▶ **TEXT EXTRACT**:
For decades now, role-based access control (RBAC) and access control lists (ACL) have been managed using the same technology stacks. With the advent of graph databases and streaming services, we can now model arbitrarily deep organizations with different departmental security systems - all maintained in real-time.
“What is the new hire even doing?”
Imagine a scenario where you are just starting off at a company. You receive your new credentials for internal operations and are ready to get to work, only to find out that you won’t have access to the VPN service until next Monday, the data lake on Wednesday, and expense processing on Friday. You are completely at a stand-still until you have access to the required resources. We have all been there, and it is a completely awful place to be, and it's now taken you two weeks to really get going at your new job. In that time, you probably went so far down the YouTube recommended section that Google knows you better than you know yourself.
Some reasons as to why it would take days to get you access to necessary resources:
In this blog post I’ll propose a new solution to these issues.
In an enterprise environment, users are typically managed in a service like Microsoft’s Active Directory or more generally some Lightweight Directory Access Control (LDAP) interface. Imagine a simple LDAP software sitting on top of a relational database modeled like the following:
In this schema a party is akin to a user, and a role is akin to a group or identity. A party can have multiple roles. Roles is typically a pre-populated table like “Developer”, “Manager”, etc. System administrators are typically the ones within a business who add a new employee and the relevant roles to that new party.
Now I want to also introduce Master Data Management (MDM). This is an idea that an organization has a master copy of all their data, which can be manipulated to be application-specific. Enter my colleague Rick Paiste’s blog post entitled “Next Generation Authorization and Entitlements Services”. Within his blog post, he calls out the specific benefits of using a graph database over various alternatives for MDM. He proposes that using a graph database can simplify the complexity of resource authorization queries and decrease execution times quite drastically. I recommend reading it to get the entire background for his thoughts. Within it he proposes the following graph schema for entitlements within an MDM approach.

▶ **STATED GOAL 1**:
Recast the part of the entries below that opens with the line containing "If you could tag the bureau" and runs through the last line of the entries as a Markdown table. Use the columns Row and Entry line, and leave out blank lines.

▶ **INFORMATION SHOWN**:

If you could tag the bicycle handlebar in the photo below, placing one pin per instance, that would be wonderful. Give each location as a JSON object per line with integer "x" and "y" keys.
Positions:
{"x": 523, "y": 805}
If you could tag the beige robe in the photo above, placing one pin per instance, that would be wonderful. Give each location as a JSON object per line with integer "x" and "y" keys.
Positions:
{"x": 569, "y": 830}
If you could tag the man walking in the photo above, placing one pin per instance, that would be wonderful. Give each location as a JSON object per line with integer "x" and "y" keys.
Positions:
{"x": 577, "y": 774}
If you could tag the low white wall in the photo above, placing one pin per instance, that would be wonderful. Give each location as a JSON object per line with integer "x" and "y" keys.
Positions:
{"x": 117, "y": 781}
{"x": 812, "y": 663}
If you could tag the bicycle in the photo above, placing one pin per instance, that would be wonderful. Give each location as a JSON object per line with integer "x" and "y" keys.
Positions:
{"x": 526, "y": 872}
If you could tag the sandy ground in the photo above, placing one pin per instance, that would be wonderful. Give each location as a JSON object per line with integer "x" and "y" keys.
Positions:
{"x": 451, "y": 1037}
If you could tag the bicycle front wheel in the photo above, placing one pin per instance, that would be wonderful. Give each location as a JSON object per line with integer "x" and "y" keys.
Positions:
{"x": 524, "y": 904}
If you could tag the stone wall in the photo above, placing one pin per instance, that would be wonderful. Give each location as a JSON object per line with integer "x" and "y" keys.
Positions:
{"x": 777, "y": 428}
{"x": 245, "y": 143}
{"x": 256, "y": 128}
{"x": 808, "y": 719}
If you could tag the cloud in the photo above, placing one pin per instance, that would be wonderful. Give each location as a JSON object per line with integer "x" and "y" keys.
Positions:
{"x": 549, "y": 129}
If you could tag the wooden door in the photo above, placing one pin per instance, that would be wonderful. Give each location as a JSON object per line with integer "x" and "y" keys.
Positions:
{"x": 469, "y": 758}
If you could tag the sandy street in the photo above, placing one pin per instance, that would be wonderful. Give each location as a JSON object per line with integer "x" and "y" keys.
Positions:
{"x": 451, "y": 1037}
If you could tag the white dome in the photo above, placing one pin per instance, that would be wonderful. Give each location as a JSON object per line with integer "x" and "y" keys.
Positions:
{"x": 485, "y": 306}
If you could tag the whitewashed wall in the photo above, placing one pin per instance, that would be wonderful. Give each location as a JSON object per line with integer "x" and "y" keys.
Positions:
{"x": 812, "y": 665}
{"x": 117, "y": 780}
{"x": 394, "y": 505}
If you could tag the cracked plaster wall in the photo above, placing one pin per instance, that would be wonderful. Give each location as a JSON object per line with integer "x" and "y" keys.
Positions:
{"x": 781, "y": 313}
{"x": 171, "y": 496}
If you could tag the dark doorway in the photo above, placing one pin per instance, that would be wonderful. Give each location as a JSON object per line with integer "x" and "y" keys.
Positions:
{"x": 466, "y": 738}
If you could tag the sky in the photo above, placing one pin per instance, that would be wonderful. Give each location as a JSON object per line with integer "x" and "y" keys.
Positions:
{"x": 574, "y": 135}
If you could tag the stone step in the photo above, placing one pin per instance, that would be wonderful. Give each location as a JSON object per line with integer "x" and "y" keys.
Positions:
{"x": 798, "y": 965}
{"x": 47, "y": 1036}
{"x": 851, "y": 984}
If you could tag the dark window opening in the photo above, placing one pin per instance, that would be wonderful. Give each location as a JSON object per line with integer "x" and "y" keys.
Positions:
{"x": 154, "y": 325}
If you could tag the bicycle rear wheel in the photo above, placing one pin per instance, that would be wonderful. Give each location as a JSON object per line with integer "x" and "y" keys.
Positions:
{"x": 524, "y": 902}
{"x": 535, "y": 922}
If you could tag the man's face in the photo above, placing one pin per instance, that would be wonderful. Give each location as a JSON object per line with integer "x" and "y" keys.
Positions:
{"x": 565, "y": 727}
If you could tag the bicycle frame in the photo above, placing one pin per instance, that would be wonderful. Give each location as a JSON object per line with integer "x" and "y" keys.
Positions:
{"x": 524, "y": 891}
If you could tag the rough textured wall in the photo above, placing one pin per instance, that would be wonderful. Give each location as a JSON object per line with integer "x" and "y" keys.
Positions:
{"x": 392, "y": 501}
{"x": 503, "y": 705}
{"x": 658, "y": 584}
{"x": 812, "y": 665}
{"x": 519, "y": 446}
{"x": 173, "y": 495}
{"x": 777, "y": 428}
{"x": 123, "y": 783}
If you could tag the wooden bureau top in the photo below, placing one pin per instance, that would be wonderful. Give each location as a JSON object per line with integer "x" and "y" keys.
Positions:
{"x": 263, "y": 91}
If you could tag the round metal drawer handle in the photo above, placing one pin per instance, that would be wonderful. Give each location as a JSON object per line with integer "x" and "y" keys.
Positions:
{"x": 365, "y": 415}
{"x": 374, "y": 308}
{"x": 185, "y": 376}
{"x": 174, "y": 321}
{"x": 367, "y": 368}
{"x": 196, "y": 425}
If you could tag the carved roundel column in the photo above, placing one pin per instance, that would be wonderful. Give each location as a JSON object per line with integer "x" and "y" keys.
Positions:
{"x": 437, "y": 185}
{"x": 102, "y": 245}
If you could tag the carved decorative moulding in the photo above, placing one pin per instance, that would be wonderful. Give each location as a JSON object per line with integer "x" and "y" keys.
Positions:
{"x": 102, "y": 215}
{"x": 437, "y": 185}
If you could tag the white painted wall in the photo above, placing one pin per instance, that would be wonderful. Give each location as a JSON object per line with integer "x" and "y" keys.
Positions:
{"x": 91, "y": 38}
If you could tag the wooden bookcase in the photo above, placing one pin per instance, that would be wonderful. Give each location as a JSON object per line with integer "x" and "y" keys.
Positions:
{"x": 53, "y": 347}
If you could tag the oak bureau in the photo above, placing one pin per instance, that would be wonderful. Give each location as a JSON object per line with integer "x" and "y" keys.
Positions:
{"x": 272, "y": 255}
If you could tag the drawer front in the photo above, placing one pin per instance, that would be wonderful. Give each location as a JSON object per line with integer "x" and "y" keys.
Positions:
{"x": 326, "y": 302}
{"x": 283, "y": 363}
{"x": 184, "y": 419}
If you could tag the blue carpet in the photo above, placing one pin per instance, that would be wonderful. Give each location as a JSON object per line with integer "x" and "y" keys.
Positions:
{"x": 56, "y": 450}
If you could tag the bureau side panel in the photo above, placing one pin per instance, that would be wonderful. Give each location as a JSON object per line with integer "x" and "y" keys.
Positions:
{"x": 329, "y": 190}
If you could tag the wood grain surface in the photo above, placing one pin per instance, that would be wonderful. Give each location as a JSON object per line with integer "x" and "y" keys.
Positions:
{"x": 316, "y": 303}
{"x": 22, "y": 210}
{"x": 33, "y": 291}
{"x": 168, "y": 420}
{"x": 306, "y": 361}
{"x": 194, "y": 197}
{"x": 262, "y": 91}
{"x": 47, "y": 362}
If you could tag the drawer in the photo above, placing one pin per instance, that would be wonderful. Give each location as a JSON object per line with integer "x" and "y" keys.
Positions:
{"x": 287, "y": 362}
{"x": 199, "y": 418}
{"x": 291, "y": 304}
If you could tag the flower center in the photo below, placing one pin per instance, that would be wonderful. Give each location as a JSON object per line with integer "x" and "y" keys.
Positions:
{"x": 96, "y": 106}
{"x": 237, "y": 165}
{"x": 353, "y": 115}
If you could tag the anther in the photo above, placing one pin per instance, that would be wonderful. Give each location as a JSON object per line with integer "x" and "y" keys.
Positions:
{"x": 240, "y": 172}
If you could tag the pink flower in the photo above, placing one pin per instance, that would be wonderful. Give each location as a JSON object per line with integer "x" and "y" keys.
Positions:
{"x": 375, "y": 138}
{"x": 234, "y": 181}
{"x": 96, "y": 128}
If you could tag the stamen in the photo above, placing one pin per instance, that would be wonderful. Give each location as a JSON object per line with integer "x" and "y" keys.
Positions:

▶ **STATED GOAL 2**:
Name every resource that the new hire in the opening scenario of the blog post on access control has to wait to access.

▶ **CORRECT RESULT 1**:
| Row | Entry line |
|---|---|
| 1 | If you could tag the bureau side panel in the photo above, placing one pin per instance, that would be wonderful. Give each location as a JSON object per line with integer "x" and "y" keys. |
| 2 | Positions: |
| 3 | {"x": 329, "y": 190} |
| 4 | If you could tag the wood grain surface in the photo above, placing one pin per instance, that would be wonderful. Give each location as a JSON object per line with integer "x" and "y" keys. |
| 5 | Positions: |
| 6 | {"x": 316, "y": 303} |
| 7 | {"x": 22, "y": 210} |
| 8 | {"x": 33, "y": 291} |
| 9 | {"x": 168, "y": 420} |
| 10 | {"x": 306, "y": 361} |
| 11 | {"x": 194, "y": 197} |
| 12 | {"x": 262, "y": 91} |
| 13 | {"x": 47, "y": 362} |
| 14 | If you could tag the drawer in the photo above, placing one pin per instance, that would be wonderful. Give each location as a JSON object per line with integer "x" and "y" keys. |
| 15 | Positions: |
| 16 | {"x": 287, "y": 362} |
| 17 | {"x": 199, "y": 418} |
| 18 | {"x": 291, "y": 304} |
| 19 | If you could tag the flower center in the photo below, placing one pin per instance, that would be wonderful. Give each location as a JSON object per line with integer "x" and "y" keys. |
| 20 | Positions: |
| 21 | {"x": 96, "y": 106} |
| 22 | {"x": 237, "y": 165} |
| 23 | {"x": 353, "y": 115} |
| 24 | If you could tag the anther in the photo above, placing one pin per instance, that would be wonderful. Give each location as a JSON object per line with integer "x" and "y" keys. |
| 25 | Positions: |
| 26 | {"x": 240, "y": 172} |
| 27 | If you could tag the pink flower in the photo above, placing one pin per instance, that would be wonderful. Give each location as a JSON object per line with integer "x" and "y" keys. |
| 28 | Positions: |
| 29 | {"x": 375, "y": 138} |
| 30 | {"x": 234, "y": 181} |
| 31 | {"x": 96, "y": 128} |
| 32 | If you could tag the stamen in the photo above, placing one pin per instance, that would be wonderful. Give each location as a JSON object per line with integer "x" and "y" keys. |
| 33 | Positions: |

▶ **CORRECT RESULT 2**:
- VPN service
- Data lake
- Expense processing